◆ **EXERCISE**: Output the line containing "the jacket in the photo above." and all subsequent lines of the listing below, copied exactly, with no other lines.

Dataset rows on where objects appear
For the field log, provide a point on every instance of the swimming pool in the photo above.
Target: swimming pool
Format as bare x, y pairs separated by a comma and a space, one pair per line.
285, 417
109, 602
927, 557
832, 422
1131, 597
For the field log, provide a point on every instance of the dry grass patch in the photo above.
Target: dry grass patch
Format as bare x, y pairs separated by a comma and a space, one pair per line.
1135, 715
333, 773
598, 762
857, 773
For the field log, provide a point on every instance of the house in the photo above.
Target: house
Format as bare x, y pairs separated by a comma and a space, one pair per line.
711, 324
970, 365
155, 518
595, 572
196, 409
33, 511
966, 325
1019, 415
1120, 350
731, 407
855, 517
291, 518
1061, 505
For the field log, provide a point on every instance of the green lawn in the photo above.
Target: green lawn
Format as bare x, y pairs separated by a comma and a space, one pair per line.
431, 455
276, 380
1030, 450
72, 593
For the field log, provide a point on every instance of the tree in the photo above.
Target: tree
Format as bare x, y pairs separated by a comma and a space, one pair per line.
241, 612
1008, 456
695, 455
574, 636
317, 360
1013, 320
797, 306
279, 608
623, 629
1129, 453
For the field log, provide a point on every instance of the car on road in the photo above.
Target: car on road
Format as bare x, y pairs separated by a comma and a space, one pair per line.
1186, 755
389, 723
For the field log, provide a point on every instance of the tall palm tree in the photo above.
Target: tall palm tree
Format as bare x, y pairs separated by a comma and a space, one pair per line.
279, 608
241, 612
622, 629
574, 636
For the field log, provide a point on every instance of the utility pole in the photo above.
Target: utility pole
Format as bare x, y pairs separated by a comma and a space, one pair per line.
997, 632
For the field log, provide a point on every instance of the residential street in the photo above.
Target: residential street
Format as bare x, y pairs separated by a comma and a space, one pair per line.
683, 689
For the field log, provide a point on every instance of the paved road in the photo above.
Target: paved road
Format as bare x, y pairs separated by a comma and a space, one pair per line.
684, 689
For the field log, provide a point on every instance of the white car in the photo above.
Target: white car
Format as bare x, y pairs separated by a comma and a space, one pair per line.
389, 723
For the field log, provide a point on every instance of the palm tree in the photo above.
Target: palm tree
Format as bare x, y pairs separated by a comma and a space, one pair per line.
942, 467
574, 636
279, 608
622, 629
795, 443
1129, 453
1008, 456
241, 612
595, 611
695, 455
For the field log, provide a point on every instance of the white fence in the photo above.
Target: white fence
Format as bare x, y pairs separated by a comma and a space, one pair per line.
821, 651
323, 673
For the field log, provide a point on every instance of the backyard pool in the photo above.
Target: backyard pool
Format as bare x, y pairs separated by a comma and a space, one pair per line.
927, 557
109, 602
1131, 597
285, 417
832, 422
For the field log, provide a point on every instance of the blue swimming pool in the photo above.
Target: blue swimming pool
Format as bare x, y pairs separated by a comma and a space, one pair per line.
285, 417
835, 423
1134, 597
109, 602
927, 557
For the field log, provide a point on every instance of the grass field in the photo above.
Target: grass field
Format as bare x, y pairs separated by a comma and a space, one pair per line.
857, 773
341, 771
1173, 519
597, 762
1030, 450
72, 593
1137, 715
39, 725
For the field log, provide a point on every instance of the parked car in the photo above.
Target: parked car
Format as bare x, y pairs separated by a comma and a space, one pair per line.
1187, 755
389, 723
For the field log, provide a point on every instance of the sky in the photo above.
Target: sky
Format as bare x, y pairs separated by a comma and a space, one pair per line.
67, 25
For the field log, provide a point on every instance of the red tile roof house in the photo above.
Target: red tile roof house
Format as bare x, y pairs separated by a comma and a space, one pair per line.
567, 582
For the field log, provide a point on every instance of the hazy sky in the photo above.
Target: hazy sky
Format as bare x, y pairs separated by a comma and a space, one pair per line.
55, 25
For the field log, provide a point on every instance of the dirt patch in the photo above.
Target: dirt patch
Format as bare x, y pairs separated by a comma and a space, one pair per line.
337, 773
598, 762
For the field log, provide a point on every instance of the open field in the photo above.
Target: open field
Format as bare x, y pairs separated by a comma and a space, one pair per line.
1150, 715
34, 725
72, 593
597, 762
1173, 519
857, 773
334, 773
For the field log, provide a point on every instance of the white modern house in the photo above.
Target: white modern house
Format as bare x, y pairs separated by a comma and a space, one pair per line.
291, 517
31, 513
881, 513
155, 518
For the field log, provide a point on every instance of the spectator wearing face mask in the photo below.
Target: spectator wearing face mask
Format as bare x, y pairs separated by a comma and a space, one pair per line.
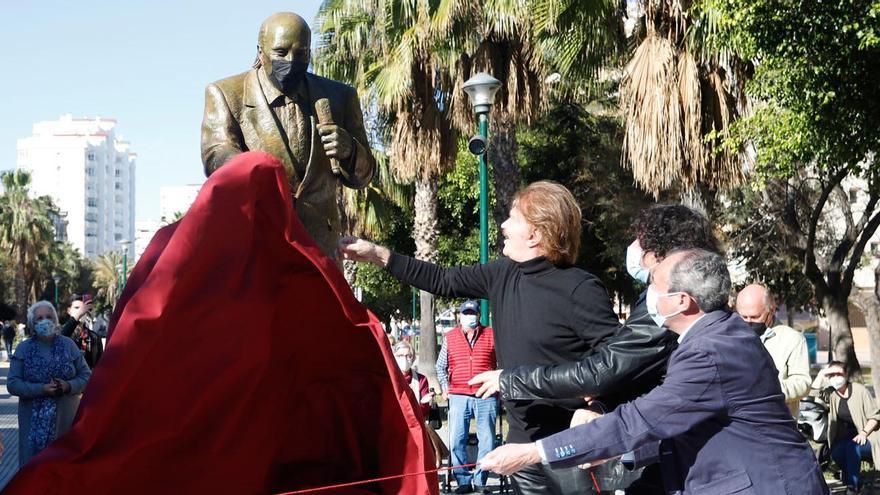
47, 374
469, 349
786, 346
853, 420
405, 357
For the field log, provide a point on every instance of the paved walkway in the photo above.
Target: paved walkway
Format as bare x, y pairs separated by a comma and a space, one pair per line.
8, 428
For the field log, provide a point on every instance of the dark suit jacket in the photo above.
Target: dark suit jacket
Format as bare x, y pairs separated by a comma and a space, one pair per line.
720, 415
238, 119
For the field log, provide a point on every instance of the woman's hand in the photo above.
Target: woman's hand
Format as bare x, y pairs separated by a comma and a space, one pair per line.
50, 389
357, 249
64, 385
583, 416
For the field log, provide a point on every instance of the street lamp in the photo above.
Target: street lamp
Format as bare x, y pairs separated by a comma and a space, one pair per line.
481, 89
123, 279
56, 278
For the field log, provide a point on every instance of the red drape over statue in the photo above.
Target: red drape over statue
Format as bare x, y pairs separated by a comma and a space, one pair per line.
239, 363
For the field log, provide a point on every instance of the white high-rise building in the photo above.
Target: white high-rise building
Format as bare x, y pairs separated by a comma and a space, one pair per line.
144, 230
89, 172
176, 200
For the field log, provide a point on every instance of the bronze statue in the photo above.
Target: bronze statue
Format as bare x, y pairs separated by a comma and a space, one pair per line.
312, 124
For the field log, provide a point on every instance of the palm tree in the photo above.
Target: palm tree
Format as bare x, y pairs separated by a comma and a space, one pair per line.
26, 233
386, 51
367, 212
522, 43
107, 270
679, 96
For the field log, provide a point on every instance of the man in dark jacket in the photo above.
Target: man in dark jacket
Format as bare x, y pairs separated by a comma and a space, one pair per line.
719, 416
631, 362
546, 310
79, 328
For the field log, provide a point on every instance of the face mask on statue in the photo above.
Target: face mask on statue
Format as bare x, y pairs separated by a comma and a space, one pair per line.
286, 75
837, 382
403, 363
469, 321
758, 326
634, 264
44, 328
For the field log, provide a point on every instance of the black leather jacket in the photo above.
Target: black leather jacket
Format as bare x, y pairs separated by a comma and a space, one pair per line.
622, 367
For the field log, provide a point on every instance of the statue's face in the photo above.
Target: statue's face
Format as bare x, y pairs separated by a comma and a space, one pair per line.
285, 41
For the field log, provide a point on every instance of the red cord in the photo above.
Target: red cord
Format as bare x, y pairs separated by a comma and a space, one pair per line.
374, 480
595, 482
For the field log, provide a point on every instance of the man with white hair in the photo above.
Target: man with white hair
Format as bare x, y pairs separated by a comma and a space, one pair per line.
786, 346
718, 424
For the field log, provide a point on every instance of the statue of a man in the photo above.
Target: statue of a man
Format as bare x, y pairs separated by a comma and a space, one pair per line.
272, 108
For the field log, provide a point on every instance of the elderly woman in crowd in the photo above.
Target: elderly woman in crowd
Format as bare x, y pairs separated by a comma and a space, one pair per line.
853, 420
418, 383
546, 310
47, 373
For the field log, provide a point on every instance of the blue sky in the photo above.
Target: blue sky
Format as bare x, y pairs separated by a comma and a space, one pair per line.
145, 63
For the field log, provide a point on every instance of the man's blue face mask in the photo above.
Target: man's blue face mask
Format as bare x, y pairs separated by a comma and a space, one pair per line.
469, 321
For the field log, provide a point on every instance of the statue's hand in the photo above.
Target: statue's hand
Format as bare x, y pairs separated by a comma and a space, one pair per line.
336, 140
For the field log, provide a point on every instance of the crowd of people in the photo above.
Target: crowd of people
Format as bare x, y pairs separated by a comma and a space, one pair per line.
693, 396
701, 398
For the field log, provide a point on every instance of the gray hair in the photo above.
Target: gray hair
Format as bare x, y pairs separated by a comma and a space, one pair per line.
704, 276
37, 305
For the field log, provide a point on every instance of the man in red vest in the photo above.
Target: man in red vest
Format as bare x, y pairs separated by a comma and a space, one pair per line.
468, 350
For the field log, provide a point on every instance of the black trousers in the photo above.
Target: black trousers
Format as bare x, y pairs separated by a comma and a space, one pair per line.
539, 479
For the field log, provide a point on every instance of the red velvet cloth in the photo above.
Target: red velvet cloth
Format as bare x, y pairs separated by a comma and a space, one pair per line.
240, 363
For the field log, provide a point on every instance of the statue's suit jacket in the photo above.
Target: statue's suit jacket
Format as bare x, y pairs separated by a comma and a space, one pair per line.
238, 118
720, 418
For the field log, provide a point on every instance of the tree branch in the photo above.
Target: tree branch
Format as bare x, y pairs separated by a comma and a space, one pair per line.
859, 249
811, 270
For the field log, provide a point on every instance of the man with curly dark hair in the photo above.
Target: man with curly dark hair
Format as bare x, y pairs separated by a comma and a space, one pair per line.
661, 229
632, 361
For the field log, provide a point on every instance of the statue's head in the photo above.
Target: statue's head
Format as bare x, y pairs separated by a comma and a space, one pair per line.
283, 49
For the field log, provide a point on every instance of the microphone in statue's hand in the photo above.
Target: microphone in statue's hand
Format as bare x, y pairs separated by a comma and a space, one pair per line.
325, 117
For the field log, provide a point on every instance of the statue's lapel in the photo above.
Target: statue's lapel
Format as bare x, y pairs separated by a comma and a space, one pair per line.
265, 125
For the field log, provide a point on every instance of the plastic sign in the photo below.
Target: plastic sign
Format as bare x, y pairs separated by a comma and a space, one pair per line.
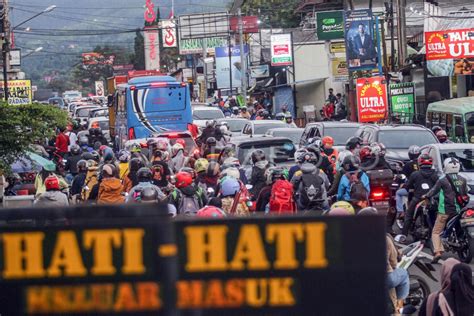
372, 99
450, 44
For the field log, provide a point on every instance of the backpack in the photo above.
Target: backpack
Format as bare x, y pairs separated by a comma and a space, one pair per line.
281, 199
311, 190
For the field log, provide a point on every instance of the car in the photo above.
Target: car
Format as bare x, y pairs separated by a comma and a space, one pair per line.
235, 124
259, 128
292, 133
462, 151
202, 114
397, 139
339, 131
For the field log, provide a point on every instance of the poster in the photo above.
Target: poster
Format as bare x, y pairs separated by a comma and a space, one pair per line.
402, 100
450, 44
372, 99
223, 71
329, 25
360, 40
281, 49
19, 91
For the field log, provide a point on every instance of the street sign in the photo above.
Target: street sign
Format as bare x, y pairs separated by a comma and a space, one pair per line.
372, 99
329, 25
282, 50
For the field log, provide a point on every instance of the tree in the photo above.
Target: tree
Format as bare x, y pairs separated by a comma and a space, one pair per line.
24, 124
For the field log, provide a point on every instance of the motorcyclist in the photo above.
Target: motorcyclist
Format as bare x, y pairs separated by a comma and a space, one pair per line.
447, 186
420, 182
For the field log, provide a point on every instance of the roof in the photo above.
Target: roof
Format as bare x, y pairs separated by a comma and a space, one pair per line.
459, 105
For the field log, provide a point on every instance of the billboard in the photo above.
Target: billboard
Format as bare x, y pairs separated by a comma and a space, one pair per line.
372, 102
223, 69
360, 40
450, 44
281, 50
19, 91
329, 25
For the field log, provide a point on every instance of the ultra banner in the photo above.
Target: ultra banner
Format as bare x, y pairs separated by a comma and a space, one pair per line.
301, 265
372, 99
450, 44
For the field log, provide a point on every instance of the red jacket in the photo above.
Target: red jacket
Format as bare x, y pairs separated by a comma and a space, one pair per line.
62, 141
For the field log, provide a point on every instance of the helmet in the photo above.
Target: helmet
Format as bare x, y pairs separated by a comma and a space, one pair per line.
442, 136
75, 150
258, 155
51, 183
211, 211
230, 187
451, 165
183, 179
425, 160
124, 156
353, 142
144, 174
327, 140
345, 205
211, 141
201, 165
82, 165
414, 152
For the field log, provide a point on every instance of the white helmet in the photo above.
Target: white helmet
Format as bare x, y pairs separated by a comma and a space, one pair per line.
451, 165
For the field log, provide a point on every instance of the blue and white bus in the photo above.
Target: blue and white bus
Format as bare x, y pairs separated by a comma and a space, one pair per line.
150, 105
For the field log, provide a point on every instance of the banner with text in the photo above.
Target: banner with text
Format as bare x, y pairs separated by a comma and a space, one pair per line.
372, 99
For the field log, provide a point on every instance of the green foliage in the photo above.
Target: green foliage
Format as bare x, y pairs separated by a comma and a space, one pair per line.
21, 125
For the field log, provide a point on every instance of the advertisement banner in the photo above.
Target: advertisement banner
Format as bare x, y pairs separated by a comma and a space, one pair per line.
19, 91
450, 44
223, 69
402, 100
168, 33
372, 99
281, 49
152, 50
329, 25
361, 44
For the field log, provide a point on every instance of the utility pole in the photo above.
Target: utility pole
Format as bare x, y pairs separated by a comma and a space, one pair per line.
401, 25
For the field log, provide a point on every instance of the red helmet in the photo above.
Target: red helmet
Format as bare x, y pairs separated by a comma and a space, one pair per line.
327, 140
425, 160
183, 179
51, 183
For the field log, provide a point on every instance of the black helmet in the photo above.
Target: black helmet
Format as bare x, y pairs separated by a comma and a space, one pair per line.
144, 175
75, 150
414, 152
82, 165
353, 142
211, 141
258, 155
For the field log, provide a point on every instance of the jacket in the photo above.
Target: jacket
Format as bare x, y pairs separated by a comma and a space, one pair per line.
52, 199
110, 191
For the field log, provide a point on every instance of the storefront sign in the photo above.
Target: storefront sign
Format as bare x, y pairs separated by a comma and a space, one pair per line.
402, 99
450, 44
19, 91
282, 51
372, 99
329, 25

◆ **WRITTEN ANSWER**:
For the field log, provide a point on every instance of the jacket in the photo above.
Target: jacket
Format as bare x, y pairs separated by a comma and a space, one pair per line.
52, 199
110, 191
For the field log, provide a point on every instance of the storefront sign in the photo above.
Target: storefront sign
Format as bare x, y pairs separated by a comma and a space, one pair per line.
402, 99
450, 44
19, 91
282, 51
372, 99
329, 25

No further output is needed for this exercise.